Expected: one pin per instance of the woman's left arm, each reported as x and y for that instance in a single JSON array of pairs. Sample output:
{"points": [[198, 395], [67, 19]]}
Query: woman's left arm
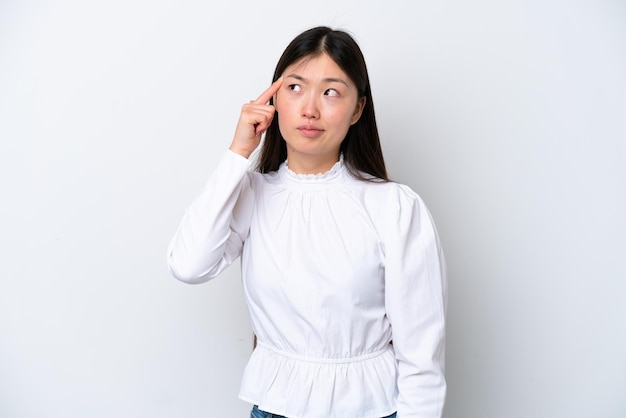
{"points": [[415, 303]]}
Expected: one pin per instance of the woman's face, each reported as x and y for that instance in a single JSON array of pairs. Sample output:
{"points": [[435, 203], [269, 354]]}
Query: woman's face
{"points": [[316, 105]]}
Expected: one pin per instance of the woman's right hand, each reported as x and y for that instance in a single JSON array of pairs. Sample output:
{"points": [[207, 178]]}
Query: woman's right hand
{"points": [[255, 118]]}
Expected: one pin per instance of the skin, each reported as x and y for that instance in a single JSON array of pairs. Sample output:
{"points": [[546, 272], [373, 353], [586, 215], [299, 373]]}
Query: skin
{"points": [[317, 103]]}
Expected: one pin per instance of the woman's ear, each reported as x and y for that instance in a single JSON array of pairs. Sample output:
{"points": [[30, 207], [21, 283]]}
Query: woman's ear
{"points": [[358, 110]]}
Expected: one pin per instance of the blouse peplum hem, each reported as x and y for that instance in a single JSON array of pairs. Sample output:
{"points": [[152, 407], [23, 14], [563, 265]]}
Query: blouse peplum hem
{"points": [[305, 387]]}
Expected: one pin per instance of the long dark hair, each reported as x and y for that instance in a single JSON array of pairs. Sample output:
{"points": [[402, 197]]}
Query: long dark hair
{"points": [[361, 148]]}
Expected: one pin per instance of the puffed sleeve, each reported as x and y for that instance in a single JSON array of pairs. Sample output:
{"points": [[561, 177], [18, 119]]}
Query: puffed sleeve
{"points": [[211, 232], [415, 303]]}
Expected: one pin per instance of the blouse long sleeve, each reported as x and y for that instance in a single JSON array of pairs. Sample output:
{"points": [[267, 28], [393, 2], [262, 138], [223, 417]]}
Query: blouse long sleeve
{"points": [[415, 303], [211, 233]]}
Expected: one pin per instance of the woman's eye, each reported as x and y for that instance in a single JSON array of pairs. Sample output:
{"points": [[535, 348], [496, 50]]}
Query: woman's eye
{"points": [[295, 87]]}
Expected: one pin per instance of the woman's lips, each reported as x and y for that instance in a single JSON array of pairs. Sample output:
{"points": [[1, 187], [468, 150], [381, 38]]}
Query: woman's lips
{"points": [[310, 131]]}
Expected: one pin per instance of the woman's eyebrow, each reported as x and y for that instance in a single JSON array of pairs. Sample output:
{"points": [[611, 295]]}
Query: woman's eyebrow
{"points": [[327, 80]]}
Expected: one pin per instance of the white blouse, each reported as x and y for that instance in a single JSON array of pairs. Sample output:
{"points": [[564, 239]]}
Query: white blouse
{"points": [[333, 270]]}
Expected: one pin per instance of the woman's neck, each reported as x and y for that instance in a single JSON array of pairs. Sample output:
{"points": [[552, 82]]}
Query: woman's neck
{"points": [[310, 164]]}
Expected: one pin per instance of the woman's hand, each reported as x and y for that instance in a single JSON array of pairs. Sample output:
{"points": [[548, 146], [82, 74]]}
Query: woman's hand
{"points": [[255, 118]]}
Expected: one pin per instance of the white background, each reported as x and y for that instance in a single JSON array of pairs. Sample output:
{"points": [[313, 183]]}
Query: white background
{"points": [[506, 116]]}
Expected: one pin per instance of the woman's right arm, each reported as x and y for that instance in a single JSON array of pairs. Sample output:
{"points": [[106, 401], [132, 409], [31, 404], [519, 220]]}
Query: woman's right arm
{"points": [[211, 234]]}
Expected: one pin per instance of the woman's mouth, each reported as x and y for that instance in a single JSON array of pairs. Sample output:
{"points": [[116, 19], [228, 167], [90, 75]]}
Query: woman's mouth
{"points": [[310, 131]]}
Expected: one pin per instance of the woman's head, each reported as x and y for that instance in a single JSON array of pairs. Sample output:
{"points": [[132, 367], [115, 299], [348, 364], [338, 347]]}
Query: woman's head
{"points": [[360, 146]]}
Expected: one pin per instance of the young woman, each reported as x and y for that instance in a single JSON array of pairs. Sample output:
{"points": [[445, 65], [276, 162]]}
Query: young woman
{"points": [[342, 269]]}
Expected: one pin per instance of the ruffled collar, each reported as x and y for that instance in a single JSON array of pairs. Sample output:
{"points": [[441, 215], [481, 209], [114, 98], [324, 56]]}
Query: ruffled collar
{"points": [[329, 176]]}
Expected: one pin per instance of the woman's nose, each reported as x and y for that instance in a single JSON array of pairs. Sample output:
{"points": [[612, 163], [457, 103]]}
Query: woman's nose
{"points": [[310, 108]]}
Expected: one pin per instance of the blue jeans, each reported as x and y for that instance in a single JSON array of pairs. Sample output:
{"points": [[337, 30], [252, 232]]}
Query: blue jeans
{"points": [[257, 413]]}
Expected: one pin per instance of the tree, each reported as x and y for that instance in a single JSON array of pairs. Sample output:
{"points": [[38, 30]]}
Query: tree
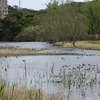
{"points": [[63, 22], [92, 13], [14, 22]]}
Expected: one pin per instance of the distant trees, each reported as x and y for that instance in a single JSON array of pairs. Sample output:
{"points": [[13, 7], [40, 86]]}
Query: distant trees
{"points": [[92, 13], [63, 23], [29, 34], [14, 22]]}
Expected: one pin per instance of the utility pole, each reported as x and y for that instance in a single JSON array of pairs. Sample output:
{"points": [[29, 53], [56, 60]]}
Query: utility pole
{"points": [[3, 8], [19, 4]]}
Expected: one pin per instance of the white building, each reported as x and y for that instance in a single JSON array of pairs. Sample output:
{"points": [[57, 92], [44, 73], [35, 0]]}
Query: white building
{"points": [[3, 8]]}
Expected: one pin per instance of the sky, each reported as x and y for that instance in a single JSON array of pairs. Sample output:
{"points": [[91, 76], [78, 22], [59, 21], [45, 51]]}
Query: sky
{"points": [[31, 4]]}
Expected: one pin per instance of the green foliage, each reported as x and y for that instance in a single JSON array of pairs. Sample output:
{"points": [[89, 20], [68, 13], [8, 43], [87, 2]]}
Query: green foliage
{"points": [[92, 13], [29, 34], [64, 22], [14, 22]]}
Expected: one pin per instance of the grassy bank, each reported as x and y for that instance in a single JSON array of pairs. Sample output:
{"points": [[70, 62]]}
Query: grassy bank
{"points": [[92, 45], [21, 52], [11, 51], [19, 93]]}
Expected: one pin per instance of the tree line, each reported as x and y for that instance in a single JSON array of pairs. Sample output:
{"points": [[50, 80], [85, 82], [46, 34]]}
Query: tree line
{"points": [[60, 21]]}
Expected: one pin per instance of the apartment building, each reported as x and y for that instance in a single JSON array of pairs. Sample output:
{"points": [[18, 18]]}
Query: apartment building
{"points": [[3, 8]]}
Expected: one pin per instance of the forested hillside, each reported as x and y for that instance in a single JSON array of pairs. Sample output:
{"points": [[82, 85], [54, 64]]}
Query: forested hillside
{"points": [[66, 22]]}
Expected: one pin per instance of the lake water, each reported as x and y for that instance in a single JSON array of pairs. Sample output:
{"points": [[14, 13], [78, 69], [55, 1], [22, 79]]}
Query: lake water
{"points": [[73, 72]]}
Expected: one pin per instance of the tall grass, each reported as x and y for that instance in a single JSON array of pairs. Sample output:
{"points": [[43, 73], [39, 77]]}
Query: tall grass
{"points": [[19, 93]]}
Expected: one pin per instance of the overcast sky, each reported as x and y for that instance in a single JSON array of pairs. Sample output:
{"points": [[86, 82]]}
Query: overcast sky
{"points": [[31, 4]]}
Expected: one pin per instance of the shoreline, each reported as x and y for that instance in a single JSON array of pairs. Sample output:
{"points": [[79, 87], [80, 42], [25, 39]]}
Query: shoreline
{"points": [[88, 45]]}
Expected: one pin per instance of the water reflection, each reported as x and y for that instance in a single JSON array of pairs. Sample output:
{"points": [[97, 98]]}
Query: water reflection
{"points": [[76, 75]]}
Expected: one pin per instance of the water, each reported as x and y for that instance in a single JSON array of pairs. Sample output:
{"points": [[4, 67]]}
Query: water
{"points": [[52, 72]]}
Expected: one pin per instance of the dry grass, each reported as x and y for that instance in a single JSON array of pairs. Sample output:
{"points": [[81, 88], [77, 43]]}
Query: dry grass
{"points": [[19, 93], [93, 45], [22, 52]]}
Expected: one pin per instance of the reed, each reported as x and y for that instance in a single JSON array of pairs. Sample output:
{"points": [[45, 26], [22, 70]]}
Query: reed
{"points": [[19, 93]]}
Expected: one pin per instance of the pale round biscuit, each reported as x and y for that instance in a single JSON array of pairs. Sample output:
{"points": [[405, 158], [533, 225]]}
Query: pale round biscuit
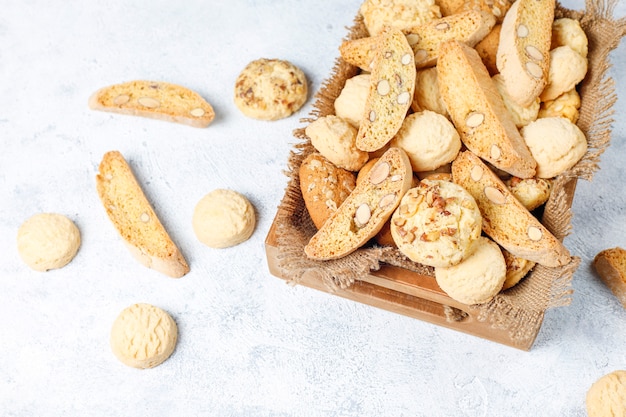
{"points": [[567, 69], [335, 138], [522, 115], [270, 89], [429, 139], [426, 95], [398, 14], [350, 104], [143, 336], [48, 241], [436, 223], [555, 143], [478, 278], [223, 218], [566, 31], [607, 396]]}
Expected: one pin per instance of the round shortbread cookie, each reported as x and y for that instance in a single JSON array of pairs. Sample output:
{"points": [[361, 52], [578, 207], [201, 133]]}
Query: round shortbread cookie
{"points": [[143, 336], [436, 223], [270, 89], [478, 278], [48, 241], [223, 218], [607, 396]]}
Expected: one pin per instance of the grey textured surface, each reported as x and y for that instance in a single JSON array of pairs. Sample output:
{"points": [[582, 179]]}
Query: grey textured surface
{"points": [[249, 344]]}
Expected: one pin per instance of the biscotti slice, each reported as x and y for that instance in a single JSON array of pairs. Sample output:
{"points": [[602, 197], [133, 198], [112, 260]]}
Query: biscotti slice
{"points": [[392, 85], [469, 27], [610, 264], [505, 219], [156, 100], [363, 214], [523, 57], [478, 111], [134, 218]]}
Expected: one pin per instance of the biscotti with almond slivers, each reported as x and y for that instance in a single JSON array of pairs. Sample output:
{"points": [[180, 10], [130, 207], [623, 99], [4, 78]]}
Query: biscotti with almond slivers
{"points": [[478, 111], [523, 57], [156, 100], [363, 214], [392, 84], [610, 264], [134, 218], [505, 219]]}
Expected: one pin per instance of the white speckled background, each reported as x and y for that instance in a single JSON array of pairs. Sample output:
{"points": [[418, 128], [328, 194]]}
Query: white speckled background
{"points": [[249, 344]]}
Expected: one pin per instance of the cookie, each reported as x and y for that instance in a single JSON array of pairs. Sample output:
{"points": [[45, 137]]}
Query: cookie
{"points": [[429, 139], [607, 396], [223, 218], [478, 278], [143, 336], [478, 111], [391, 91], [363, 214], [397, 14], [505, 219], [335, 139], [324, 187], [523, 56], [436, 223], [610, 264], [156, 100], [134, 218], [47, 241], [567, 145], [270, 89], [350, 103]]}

==============================

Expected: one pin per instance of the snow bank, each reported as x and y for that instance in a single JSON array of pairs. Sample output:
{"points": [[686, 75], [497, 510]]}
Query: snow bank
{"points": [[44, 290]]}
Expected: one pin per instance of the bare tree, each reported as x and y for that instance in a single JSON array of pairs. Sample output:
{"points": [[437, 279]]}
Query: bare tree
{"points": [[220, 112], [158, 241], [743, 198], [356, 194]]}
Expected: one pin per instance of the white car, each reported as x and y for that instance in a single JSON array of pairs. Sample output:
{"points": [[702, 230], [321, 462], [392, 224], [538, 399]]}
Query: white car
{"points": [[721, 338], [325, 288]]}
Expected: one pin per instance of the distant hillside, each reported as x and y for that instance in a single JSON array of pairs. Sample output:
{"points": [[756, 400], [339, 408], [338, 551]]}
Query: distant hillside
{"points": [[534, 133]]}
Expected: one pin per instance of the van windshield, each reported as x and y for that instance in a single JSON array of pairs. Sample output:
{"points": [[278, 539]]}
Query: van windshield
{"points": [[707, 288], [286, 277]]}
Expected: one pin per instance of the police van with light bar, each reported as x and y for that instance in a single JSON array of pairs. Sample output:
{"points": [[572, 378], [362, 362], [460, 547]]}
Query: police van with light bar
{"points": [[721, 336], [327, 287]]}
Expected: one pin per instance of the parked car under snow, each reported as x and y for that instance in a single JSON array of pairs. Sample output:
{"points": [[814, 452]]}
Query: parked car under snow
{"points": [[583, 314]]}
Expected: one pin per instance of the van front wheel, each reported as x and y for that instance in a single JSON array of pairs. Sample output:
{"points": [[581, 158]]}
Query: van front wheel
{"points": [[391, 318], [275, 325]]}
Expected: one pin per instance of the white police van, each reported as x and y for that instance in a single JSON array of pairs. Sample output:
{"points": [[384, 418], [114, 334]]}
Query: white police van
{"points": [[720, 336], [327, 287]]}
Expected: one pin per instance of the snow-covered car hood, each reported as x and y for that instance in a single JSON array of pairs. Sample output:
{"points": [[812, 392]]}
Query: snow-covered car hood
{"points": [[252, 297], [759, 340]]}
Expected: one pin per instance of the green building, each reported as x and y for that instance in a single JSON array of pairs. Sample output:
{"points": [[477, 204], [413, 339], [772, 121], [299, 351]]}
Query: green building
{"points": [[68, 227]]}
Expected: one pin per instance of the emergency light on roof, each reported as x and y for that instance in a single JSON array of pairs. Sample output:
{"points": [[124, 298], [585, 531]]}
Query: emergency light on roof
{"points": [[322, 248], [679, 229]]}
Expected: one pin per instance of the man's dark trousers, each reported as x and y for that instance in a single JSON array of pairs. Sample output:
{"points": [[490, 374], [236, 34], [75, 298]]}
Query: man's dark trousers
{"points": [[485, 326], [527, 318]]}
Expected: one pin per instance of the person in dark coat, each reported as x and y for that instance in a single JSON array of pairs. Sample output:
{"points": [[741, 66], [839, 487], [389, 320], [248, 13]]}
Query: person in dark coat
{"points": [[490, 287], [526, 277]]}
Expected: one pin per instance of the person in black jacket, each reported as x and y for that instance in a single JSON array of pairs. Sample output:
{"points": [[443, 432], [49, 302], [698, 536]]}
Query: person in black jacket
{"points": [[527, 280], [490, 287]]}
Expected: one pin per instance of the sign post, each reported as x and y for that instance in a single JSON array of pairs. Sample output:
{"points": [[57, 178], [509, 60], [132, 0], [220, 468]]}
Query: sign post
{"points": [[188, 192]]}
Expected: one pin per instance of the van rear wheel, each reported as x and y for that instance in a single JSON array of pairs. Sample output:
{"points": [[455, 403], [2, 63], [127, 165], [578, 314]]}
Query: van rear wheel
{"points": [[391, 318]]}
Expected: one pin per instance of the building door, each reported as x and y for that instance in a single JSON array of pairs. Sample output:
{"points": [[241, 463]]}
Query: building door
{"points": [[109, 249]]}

==============================

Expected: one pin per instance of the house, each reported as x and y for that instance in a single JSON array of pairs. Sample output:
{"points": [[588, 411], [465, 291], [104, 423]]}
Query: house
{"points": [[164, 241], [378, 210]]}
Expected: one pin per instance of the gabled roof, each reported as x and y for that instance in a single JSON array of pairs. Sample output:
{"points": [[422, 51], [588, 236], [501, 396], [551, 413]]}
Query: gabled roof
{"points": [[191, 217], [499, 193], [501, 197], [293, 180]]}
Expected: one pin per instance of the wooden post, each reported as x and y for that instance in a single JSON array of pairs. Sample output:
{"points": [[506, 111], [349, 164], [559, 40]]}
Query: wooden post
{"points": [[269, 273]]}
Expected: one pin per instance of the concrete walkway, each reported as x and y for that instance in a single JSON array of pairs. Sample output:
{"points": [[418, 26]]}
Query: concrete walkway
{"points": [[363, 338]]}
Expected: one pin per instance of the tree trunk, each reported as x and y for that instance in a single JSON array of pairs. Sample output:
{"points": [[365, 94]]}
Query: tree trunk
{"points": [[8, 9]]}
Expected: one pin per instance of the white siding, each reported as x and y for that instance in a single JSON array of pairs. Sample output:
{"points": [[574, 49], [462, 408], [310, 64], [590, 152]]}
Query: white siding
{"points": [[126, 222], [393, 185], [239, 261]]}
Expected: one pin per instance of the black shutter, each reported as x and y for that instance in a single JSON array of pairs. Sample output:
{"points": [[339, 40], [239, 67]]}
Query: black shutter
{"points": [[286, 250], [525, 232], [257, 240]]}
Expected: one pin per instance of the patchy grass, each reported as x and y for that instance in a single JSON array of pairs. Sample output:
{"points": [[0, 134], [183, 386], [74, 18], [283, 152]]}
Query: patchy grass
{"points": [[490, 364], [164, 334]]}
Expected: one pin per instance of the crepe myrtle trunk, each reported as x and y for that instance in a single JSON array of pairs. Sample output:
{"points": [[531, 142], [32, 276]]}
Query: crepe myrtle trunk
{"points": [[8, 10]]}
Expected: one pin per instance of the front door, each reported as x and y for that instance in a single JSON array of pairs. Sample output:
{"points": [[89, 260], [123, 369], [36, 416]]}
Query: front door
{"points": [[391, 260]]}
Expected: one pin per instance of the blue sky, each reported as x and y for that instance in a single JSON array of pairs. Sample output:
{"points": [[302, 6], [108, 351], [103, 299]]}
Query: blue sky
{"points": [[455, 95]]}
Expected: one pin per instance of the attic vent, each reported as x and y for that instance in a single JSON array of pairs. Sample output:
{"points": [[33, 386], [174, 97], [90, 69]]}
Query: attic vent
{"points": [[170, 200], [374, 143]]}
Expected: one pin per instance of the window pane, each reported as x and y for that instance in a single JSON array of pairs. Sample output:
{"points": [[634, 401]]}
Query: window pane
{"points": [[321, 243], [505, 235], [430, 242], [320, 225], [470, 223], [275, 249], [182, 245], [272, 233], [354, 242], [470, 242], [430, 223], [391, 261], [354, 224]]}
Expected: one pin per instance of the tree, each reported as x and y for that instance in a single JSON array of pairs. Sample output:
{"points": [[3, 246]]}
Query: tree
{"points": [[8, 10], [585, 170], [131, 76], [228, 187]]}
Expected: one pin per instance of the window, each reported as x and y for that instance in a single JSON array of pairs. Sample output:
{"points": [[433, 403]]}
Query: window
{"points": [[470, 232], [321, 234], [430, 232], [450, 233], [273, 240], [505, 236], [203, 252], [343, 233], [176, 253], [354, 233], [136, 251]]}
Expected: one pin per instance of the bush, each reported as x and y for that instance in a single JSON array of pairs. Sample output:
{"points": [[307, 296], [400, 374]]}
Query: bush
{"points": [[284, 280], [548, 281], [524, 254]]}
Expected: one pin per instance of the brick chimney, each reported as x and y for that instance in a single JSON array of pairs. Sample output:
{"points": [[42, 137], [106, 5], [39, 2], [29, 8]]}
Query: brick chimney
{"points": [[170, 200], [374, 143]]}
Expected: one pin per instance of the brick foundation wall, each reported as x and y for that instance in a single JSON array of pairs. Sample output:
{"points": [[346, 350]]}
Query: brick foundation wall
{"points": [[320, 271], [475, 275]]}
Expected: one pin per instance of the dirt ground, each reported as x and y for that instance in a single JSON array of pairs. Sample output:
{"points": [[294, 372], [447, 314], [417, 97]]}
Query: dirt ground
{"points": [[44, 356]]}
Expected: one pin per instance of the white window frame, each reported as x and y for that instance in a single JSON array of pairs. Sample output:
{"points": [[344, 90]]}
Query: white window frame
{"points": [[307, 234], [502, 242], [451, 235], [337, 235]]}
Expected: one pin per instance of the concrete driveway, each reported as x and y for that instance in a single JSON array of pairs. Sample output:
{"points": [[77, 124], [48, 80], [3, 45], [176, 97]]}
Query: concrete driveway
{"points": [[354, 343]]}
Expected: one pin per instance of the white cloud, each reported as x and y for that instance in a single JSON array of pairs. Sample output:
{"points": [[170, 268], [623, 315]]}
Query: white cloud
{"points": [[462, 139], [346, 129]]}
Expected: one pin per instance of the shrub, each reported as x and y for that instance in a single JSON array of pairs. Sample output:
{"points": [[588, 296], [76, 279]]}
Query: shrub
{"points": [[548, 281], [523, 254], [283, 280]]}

==============================

**Do this:** How many of the lines above contain the word "right"? Reply with the number alone.

**Result:** 4